**Passage for review:**
[Start of section]

It cannot playtest the game. No AI can simulate the experience of four people around a table discovering that a mechanic is tedious or that a scoring path is dominant. It cannot read the room, the laughter, the frustration, the surprise on a player’s face when a combo clicks. It cannot navigate the publication journey, the manufacturing economics, the publisher relationships, the convention pitching. And it cannot make taste judgments. Is a 45-minute game about Victorian astronomers interesting? That is a question for the designer and their audience, not for an algorithm.
GameGrammar is a superpower, not a replacement [2]. It frees designers from blank-page paralysis and gives them structured starting points worth iterating on. Everything that happens after, the playtesting, the polishing, the publishing, remains the designer’s craft.
Try It
GameGrammar is available today in public beta at gamegrammar.dynamindresearch.com.
The free tier includes 5 daily generations. Quick mode produces a complete design in about 15 seconds. The Multi-Agent pipeline takes under 90 seconds and delivers a design with built-in balance critique and fun-factor assessment.
To generate your first game:
- Create an account at gamegrammar.dynamindresearch.com
- Enter a theme: anything from “pirates racing for treasure” to “quantum physicists competing for Nobel Prizes”
- Set your constraints: player count, complexity, duration
- Choose Multi-Agent mode for your first design
- Read the balance critique. That is the part that will surprise you.

[End of section]

**What to do:** Reproduce the portion of the GameGrammar passage between "- Set your constraints: player" and "will surprise you.", inclusive.

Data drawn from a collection

[Start of section]

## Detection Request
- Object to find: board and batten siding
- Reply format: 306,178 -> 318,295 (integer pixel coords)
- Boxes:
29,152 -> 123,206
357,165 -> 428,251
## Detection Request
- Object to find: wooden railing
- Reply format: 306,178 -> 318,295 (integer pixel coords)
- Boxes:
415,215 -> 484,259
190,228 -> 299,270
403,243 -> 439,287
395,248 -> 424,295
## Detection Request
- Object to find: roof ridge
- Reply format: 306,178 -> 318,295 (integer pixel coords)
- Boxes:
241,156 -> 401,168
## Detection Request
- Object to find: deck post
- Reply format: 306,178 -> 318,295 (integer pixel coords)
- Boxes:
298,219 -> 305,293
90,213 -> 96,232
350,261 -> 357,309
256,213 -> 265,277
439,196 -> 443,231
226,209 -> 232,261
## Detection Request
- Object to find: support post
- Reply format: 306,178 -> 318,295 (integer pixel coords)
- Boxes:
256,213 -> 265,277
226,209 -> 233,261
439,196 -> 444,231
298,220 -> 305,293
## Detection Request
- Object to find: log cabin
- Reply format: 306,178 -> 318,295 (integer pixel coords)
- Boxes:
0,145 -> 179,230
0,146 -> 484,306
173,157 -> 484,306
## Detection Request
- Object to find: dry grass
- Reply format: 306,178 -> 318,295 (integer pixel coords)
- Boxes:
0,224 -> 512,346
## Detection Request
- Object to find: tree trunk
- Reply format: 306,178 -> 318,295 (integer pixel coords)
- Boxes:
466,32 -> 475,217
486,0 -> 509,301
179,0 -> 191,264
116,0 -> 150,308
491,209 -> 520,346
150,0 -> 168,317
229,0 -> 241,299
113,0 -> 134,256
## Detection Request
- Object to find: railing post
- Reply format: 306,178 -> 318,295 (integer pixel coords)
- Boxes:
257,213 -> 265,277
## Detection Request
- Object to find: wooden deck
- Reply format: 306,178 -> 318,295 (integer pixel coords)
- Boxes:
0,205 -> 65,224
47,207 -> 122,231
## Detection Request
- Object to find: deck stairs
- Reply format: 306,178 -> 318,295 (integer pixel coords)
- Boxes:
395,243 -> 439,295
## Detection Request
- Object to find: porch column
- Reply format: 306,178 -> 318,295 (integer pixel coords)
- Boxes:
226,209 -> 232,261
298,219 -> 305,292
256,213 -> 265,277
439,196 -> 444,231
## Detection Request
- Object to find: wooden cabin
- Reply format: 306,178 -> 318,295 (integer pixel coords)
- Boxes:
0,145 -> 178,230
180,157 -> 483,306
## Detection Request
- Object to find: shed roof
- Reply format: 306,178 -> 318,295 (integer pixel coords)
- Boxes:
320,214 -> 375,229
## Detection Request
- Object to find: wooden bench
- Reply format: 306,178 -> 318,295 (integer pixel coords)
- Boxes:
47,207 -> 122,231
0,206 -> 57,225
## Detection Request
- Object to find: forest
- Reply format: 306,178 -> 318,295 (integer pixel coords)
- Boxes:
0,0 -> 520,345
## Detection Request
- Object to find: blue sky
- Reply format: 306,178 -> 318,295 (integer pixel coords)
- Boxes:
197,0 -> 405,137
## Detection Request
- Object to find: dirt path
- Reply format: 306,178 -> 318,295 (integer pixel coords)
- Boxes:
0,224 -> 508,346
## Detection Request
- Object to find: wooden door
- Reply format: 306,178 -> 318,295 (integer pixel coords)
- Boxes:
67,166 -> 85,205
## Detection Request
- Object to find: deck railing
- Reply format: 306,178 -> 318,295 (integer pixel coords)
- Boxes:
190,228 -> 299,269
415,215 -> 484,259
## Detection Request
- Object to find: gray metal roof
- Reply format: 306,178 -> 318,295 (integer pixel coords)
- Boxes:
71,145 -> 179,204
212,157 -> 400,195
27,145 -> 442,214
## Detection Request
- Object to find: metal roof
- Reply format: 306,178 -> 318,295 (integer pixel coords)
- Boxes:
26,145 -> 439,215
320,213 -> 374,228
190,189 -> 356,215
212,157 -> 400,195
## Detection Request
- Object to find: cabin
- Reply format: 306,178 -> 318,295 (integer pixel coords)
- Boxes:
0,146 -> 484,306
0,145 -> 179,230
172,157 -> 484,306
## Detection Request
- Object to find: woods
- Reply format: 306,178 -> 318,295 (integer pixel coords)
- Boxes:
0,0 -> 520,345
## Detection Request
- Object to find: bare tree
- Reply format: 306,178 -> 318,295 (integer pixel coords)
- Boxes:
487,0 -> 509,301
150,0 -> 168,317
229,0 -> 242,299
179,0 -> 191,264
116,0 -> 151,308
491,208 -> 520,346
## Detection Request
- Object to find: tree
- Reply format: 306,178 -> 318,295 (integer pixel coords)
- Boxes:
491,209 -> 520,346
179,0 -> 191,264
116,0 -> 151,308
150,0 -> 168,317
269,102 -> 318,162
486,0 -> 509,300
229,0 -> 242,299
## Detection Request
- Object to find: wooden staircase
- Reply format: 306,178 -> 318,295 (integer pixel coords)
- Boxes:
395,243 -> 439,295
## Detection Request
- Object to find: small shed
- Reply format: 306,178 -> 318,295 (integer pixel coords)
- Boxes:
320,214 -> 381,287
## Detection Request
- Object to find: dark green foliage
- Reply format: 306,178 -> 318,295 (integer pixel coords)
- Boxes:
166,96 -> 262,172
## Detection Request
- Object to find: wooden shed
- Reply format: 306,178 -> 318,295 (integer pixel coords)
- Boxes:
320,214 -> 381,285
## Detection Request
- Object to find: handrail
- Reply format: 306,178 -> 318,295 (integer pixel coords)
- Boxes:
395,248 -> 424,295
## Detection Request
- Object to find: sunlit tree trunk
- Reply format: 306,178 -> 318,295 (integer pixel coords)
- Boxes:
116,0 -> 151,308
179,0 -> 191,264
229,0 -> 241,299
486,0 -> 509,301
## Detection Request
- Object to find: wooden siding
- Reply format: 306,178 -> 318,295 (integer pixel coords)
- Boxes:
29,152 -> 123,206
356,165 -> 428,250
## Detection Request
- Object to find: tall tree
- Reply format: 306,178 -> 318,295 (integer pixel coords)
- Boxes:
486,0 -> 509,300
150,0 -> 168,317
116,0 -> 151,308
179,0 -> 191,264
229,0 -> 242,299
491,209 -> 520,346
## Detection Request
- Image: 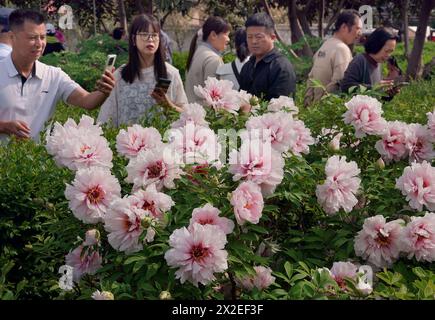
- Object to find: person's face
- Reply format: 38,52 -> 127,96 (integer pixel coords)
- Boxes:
345,17 -> 362,45
208,31 -> 230,52
12,20 -> 47,61
246,26 -> 276,59
373,40 -> 396,63
135,26 -> 160,55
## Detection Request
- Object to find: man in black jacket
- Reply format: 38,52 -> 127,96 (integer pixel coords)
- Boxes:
240,13 -> 296,100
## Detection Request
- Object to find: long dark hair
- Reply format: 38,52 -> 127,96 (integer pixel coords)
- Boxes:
186,16 -> 230,70
121,14 -> 168,83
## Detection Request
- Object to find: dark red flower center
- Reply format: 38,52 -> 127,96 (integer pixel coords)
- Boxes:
190,244 -> 210,262
86,186 -> 104,204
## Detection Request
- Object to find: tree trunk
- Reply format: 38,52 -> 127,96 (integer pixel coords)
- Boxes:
296,10 -> 313,37
145,0 -> 153,15
402,0 -> 409,59
136,0 -> 145,14
318,0 -> 325,39
118,0 -> 127,34
287,0 -> 313,57
261,0 -> 299,58
406,0 -> 435,79
324,0 -> 344,34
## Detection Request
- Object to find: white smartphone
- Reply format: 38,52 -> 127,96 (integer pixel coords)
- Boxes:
104,54 -> 116,71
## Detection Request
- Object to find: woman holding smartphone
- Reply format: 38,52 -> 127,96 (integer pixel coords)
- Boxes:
186,16 -> 230,103
97,14 -> 187,127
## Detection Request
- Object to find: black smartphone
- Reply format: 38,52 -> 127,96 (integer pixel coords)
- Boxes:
156,78 -> 171,93
393,81 -> 409,88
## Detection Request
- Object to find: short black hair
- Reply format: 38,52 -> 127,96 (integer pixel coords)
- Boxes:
9,9 -> 45,30
112,27 -> 124,40
245,12 -> 275,31
364,27 -> 398,54
334,9 -> 360,32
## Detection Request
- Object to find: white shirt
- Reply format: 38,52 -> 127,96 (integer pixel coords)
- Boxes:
0,55 -> 80,141
97,63 -> 188,127
0,43 -> 12,61
216,57 -> 249,90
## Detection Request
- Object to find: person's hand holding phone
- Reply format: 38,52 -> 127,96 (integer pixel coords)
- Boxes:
97,54 -> 116,95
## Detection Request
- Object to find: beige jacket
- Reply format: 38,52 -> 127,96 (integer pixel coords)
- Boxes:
185,43 -> 224,103
304,37 -> 352,106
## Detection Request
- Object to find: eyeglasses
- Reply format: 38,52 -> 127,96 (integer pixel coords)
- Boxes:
136,32 -> 160,41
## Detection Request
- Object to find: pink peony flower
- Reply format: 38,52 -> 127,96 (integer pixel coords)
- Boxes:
125,149 -> 182,191
231,181 -> 264,225
426,110 -> 435,141
193,77 -> 240,114
65,245 -> 103,282
116,124 -> 163,158
46,115 -> 103,159
267,96 -> 299,115
171,103 -> 208,128
375,121 -> 409,162
56,134 -> 113,170
331,261 -> 358,288
104,198 -> 146,254
246,111 -> 296,152
328,132 -> 343,151
406,123 -> 435,163
354,215 -> 403,268
65,167 -> 121,223
229,139 -> 284,195
165,223 -> 228,286
396,161 -> 435,211
343,95 -> 387,138
83,229 -> 100,246
402,212 -> 435,262
316,156 -> 361,214
91,290 -> 115,300
290,120 -> 315,156
189,203 -> 234,234
168,122 -> 222,164
128,184 -> 175,220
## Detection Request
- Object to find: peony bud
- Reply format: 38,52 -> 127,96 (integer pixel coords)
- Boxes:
376,158 -> 385,170
159,291 -> 172,300
83,229 -> 100,246
328,132 -> 343,151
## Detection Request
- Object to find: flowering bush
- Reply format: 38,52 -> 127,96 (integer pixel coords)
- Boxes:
2,80 -> 435,299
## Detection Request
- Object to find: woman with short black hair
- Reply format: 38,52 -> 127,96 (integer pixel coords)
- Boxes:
340,27 -> 397,92
186,16 -> 230,103
216,28 -> 249,90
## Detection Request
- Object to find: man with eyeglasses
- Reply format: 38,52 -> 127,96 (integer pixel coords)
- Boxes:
0,9 -> 115,142
240,13 -> 296,101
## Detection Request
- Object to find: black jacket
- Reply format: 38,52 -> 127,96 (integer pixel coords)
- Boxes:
240,49 -> 296,100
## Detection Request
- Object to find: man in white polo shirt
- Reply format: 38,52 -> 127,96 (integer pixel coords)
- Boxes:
0,9 -> 115,140
304,10 -> 362,106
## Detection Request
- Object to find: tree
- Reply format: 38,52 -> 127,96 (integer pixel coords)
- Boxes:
406,0 -> 435,79
287,0 -> 313,57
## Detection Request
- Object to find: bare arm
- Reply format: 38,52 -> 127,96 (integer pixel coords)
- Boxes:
0,120 -> 30,138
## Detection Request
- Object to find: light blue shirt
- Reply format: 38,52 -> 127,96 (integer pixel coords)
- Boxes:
0,43 -> 12,61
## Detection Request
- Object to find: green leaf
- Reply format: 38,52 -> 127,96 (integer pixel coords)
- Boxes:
284,261 -> 293,279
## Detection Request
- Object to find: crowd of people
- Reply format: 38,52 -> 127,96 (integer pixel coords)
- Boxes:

[End of section]

**Task result:**
- Set your constraints: player count, complexity, duration
- Choose Multi-Agent mode for your first design
- Read the balance critique. That is the part that will surprise you.